Officials said a Massachusetts woman was run over and killed by a snowplow, and New York state police said two people were killed in a multivehicle crash on an interstate in Rye.

The snowstorm, which dumped more than 19 inches of snow on Chicago, deepened off the southern New England coast, bringing accumulations of 9 to 16 inches to Boston and up to a foot of slushy wintry mix to Hartford, Conn.; Providence, R.I.; southern New Hampshire; and Vermont — places still reeling from the up to 3 feet they got last week.

“For New Englanders, we’re used to this during the winter,” said Matt Doody of the National Weather Service.

More than 20 counties in New York were under a winter storm warning, with up to 16 inches forecast for the eastern Catskill Mountains and northern and central Taconics. Many Long Island schools delayed opening or closed because of a forecast of snow and freezing rain. By early afternoon, central Massachusetts had more than a foot.

The Philadelphia area received about an inch of snow before the precipitation changed to rain. Forecasters expected 3 to 5 inches to fall in the Lehigh Valley, and 5 to 11 inches in northern Pennsylvania. Parts of northern Ohio got at least a foot.

A deadly toll

Fifty-seven-year-old Cynthia Levine was struck and killed by a snowplow just before 10 a.m. Monday in the parking lot of a condominium complex in Weymouth, south of Boston, the Norfolk district attorney’s office said.

**Task 1:**
Update the snowstorm report from "Fifty-seven-year-old Cynthia Levine" up to and including "attorney’s office said.", putting "Braintree" in place of "Weymouth".
**Task 2:**
Render this sentence from the snowstorm report in Spanish: "The Philadelphia area received about an inch of snow before the precipitation changed to rain."
**Task 3:**
Pick up the snowstorm report right after its final sentence and keep writing.

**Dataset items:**
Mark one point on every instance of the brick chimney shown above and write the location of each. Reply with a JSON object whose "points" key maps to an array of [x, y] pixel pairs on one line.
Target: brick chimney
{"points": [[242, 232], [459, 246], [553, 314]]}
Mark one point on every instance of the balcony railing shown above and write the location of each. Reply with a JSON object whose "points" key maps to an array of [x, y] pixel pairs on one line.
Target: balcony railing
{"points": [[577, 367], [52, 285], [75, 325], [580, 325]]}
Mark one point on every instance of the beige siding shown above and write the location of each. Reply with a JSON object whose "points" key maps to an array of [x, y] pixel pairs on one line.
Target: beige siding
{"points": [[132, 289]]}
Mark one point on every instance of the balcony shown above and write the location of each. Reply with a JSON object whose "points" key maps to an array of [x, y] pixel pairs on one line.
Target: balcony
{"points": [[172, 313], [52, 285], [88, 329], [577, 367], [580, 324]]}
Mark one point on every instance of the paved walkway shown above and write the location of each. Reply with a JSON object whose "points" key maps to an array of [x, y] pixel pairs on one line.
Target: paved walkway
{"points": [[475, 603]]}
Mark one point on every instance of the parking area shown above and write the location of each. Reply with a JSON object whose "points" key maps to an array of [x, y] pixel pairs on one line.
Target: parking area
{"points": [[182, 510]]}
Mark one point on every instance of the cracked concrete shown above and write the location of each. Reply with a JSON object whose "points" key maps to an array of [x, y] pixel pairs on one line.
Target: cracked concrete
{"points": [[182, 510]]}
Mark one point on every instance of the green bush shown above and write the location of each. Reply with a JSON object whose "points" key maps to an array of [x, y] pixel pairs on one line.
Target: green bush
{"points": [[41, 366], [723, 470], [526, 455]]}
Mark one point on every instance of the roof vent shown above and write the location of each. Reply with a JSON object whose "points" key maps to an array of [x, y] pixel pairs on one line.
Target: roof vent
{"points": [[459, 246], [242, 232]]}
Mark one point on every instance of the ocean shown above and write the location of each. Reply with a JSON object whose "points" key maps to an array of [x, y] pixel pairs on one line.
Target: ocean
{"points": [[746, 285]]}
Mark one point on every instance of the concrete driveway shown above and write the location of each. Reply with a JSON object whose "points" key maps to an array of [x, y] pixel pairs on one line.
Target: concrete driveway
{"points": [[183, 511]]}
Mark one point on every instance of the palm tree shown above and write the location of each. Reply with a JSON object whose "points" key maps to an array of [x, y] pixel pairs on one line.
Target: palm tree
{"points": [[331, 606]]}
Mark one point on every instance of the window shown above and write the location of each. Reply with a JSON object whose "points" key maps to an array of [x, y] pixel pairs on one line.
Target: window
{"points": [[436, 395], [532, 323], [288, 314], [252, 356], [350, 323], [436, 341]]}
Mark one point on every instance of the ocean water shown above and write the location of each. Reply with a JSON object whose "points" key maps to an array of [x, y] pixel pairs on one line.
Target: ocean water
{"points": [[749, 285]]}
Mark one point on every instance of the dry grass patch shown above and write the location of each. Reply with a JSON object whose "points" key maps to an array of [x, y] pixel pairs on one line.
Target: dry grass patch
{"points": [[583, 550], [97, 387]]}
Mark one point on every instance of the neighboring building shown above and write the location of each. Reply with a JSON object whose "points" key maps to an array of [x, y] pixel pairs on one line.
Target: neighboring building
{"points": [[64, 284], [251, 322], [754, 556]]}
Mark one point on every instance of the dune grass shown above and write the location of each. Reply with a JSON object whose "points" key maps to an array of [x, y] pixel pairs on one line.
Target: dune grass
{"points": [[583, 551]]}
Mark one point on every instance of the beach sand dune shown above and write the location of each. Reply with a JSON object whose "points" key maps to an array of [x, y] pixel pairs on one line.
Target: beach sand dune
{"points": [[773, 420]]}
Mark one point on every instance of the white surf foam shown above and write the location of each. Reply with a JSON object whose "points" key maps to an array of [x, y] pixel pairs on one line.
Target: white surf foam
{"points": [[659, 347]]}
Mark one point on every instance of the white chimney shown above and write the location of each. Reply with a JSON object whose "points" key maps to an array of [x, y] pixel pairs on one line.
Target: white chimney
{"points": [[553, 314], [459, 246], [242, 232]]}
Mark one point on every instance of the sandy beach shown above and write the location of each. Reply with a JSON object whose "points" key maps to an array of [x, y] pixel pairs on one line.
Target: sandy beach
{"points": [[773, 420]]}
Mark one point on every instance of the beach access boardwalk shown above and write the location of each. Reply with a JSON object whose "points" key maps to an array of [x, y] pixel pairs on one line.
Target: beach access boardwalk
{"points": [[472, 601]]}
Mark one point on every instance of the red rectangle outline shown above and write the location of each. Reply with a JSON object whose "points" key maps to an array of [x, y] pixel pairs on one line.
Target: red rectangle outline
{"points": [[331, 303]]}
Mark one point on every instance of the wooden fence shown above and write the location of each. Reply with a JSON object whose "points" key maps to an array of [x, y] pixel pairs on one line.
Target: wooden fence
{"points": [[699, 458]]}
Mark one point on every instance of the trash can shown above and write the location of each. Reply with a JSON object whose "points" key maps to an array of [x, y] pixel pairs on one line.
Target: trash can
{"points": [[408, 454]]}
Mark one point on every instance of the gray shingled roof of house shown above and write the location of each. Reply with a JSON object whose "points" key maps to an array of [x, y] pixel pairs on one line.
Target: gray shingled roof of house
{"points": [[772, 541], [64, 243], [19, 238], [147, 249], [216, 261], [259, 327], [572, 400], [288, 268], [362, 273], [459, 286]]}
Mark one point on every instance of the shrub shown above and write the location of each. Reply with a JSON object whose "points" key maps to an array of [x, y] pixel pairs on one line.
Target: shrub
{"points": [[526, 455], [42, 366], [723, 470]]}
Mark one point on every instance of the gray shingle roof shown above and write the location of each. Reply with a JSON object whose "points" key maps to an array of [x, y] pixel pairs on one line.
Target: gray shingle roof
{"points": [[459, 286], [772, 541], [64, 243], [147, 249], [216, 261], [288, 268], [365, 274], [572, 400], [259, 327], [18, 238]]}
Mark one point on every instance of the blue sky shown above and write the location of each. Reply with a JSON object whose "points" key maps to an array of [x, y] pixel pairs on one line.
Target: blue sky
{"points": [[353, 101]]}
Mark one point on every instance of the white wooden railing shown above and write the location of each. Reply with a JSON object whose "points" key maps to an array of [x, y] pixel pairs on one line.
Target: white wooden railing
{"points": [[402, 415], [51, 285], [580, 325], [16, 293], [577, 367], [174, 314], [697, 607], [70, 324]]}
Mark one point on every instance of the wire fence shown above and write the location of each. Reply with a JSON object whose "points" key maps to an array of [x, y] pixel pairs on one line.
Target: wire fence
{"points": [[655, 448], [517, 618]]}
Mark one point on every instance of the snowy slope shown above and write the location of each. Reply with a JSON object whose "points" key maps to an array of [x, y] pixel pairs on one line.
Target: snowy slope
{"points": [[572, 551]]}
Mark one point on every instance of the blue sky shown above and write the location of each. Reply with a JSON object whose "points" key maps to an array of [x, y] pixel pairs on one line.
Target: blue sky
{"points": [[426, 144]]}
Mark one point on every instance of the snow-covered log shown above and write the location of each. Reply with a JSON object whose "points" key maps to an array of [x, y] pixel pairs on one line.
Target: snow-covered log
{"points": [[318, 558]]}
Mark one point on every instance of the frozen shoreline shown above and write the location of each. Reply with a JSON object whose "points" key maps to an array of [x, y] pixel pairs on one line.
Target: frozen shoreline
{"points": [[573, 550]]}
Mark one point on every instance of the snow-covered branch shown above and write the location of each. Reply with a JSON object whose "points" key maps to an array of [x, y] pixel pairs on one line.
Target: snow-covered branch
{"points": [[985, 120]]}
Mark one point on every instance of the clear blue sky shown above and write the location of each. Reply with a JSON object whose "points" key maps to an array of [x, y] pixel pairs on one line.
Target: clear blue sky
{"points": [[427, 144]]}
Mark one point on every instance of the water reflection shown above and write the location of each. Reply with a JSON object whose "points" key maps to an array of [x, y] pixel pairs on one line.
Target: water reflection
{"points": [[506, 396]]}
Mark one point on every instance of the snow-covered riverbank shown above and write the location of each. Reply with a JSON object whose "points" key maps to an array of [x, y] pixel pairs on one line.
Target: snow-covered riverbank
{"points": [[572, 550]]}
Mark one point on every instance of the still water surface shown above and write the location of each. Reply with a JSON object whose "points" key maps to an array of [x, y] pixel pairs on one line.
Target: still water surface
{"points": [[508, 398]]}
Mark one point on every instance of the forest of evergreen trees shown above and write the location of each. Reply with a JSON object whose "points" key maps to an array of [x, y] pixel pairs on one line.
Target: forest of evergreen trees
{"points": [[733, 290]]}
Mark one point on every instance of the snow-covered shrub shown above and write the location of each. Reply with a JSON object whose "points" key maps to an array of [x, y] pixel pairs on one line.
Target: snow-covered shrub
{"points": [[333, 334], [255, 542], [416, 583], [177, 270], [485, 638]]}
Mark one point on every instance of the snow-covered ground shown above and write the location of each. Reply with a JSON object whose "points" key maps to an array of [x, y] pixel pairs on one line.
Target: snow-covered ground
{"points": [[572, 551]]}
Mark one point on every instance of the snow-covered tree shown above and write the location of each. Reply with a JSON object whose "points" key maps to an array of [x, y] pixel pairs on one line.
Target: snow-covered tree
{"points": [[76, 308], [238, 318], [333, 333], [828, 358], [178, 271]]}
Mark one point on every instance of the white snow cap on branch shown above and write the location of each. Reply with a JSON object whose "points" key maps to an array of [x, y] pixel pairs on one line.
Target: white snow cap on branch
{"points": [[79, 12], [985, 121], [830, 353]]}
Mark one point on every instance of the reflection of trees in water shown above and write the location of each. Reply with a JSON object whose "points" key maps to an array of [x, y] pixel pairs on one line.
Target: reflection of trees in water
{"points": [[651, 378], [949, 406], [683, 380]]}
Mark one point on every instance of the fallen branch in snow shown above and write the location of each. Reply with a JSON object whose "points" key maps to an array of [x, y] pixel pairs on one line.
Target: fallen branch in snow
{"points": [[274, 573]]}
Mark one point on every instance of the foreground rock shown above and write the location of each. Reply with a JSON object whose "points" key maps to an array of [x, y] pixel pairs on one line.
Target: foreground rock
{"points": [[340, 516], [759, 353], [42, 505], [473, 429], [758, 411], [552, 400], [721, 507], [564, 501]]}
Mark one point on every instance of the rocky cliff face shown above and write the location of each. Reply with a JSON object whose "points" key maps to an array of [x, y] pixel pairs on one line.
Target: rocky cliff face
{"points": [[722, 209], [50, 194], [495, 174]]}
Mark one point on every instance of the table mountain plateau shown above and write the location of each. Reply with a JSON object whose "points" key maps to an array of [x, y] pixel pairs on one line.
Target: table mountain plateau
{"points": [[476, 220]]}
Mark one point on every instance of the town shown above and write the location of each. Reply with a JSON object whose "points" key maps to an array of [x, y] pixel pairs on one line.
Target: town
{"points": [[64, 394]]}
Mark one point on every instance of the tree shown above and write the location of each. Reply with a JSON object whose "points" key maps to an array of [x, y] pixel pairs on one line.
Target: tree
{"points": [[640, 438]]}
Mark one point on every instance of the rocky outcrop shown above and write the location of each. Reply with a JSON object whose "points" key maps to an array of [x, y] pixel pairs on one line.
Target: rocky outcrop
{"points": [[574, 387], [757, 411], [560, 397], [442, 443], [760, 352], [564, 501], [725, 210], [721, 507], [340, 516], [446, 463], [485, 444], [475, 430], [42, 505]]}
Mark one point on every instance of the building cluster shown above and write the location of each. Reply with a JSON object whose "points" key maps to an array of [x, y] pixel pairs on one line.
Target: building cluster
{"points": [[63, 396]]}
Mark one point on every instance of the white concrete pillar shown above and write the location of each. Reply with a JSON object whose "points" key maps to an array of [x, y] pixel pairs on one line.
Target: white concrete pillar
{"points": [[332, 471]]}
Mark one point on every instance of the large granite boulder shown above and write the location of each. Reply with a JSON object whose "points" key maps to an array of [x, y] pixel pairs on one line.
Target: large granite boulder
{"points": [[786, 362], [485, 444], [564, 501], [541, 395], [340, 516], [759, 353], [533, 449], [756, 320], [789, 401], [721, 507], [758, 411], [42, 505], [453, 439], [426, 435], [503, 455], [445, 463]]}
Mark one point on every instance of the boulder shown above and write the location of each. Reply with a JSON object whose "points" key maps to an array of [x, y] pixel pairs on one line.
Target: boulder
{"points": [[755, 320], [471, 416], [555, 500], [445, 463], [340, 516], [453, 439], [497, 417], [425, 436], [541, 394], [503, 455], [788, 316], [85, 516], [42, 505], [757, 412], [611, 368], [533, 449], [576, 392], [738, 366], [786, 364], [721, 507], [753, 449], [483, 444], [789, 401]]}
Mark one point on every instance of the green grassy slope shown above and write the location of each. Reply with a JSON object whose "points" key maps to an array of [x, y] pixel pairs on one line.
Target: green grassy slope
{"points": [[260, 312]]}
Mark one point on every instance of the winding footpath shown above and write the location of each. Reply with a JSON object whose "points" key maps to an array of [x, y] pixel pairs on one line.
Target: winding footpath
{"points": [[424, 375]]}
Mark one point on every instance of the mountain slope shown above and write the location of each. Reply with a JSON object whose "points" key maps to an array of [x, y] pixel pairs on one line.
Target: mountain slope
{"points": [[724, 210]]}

**Task result 1:**
Fifty-seven-year-old Cynthia Levine was struck and killed by a snowplow just before 10 a.m. Monday in the parking lot of a condominium complex in Braintree, south of Boston, the Norfolk district attorney’s office said.

**Task result 2:**
El área de Filadelfia recibió alrededor de una pulgada de nieve antes de que la precipitación se convirtiera en lluvia.

**Task result 3:**
Officials in Ohio, where the storm hit before slamming into the Northeast, said a Toledo police officer died while shoveling snow in his driveway Sunday and the city’s 70-year-old mayor was hospitalized after an accident while he was out checking road conditions. The officer, who was not named, died of an apparent heart attack. City and medical officials say Mayor D. Michael Collins was hospitalized after he had a heart attack and his SUV crashed into a pole.

Commuting problems

Rush-hour commuters in New York City were stranded on a packed subway train that lost power for 2½ hours Monday before it could be towed to a station. Five other trains were stuck behind it.

In Henniker, N.H., crews were cleaning up snow using plows loaned by the state and surrounding towns. A fire destroyed the town’s plow fleet three days earlier.

Disorder in the court

The storm delayed two of the nation’s biggest court cases — the murder trial of former New England Patriots star Aaron Hernandez and jury selection in the federal death penalty trial of Boston Marathon bombing suspect Dzhokhar Tsarnaev.

Testimony was to resume Tuesday in the Hernandez trial. But federal court officials in Boston, who follow the city’s school closure schedule, said the Tsarnaev proceedings would be delayed a second day.